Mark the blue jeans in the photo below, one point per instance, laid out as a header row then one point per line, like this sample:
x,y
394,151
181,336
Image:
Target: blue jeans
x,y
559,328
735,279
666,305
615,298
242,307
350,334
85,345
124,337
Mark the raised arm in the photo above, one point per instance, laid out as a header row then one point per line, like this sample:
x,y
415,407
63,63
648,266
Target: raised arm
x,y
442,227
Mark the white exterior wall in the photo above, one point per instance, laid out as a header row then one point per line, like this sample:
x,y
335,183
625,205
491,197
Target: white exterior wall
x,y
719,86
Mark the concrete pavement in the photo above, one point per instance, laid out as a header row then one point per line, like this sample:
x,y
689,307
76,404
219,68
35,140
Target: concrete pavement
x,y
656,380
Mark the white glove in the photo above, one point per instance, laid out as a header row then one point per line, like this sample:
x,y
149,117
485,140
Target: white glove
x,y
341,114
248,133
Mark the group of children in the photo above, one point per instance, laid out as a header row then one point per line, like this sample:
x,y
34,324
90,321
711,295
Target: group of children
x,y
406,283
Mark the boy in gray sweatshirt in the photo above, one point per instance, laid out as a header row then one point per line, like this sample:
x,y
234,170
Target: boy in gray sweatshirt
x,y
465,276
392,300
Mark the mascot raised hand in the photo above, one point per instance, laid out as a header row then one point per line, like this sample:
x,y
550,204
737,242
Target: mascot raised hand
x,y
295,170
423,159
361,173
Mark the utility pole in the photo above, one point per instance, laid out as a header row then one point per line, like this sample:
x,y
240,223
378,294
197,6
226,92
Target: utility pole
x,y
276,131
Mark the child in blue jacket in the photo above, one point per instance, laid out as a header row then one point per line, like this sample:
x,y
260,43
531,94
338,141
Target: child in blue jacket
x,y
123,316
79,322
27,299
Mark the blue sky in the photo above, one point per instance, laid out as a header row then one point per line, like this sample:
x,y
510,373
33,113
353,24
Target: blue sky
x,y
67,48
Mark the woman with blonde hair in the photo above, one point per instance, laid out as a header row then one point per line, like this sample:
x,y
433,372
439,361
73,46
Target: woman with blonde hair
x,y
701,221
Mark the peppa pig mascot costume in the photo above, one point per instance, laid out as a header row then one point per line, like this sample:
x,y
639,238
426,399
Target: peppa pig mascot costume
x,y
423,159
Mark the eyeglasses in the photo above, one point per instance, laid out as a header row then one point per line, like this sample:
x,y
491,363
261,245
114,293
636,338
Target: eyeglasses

-.-.-

## [Short task]
Reproduce the data word for word, starting at the line that contains "Mark the mascot" and ending with the final line of the data.

## [Written response]
Mark the mascot raised hand in the photo above, one point per instance, laid out as a header row then one point per line, like this sample:
x,y
550,204
737,242
Target: mascot raised hand
x,y
295,170
423,159
361,173
Mark the utility pole in the photo above, one point per instance, laid out as a header row then one point per line, like this sample:
x,y
240,223
378,294
197,6
226,92
Target: utility pole
x,y
276,131
Mark the child in blue jacket in the photo above, one point per instance, laid out as a header row then one point per line, like this sample:
x,y
260,43
531,94
338,141
Target: child in blue jacket
x,y
123,316
79,322
27,299
Mark the blue sky in the photo above, one point per instance, laid out as a header row then one point per line, like this sample:
x,y
510,373
33,113
353,24
Target: blue sky
x,y
67,48
Mark the woman with blonde hair in the photo above, one point per instance, laid out as a header row then one point per line, like this sample:
x,y
433,372
439,361
73,46
Target: woman with blonde hair
x,y
701,221
Mark the peppa pig mascot costume in the photo above, one point per instance, laid out as a header row then one point per line, like this sample:
x,y
639,238
426,399
Target: peppa pig mascot costume
x,y
423,159
Mark the eyeglasses in the photo above, one point per instance, laid out as a header row then one point per line, like this sample:
x,y
491,363
261,245
114,293
636,338
Target: eyeglasses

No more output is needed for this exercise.